Set task:
Starting with the line containing "Reviewing annotations for the blue" and going on through the end of the listing, reproduce only those lines, requests included, scaling each bounding-box coordinate in the answers by 0.25 and rounding to whole numbers, halves up. Leave the numbers in the requests and their format samples as they are.

## begin Material

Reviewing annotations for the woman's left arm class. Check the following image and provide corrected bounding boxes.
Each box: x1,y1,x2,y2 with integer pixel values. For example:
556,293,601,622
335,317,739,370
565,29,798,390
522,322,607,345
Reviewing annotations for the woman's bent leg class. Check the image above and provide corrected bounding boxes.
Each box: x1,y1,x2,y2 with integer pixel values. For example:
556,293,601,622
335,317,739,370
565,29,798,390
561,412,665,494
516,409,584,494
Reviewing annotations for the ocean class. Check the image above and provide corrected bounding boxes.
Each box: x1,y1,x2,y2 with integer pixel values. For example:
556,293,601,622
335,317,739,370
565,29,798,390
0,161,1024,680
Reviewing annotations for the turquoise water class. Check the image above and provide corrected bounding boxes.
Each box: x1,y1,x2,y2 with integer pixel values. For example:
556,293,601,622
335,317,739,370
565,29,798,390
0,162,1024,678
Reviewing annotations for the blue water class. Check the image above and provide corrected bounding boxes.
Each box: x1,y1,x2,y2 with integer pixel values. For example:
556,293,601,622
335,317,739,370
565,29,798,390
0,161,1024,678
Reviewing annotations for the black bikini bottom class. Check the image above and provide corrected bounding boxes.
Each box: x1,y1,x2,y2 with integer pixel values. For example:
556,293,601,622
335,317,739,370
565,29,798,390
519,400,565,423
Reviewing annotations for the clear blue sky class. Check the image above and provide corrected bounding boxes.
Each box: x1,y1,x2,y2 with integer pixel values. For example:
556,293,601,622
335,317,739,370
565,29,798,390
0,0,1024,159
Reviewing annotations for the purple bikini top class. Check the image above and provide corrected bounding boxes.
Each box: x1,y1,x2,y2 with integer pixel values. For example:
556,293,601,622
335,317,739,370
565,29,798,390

## end Material

Response below:
Reviewing annotations for the blue water class. Check the image above and provide corrected bounding boxes.
Each box: x1,y1,x2,y2 with integer pixel values. For example:
556,293,601,622
335,317,739,370
565,29,798,390
0,40,256,170
Reviewing annotations for the black bikini bottom class. Check the image above and provide corrected bounding boxes.
Each box: x1,y1,x2,y2 with integer pixel values. For example:
556,293,601,622
335,317,739,370
565,29,798,390
130,100,141,106
Reviewing annotations for the clear blue sky class. Check the image above and provide corrected bounding boxes.
Each box: x1,y1,x2,y2 with integer pixel values. For example:
556,293,601,622
335,317,739,370
565,29,798,390
0,0,256,40
Reviewing annotations for the purple bikini top class. Check the image above and provide corrected bounding boxes.
Each box: x1,y1,x2,y2 with integer pixel values. For example:
556,293,601,622
335,317,739,370
565,29,798,390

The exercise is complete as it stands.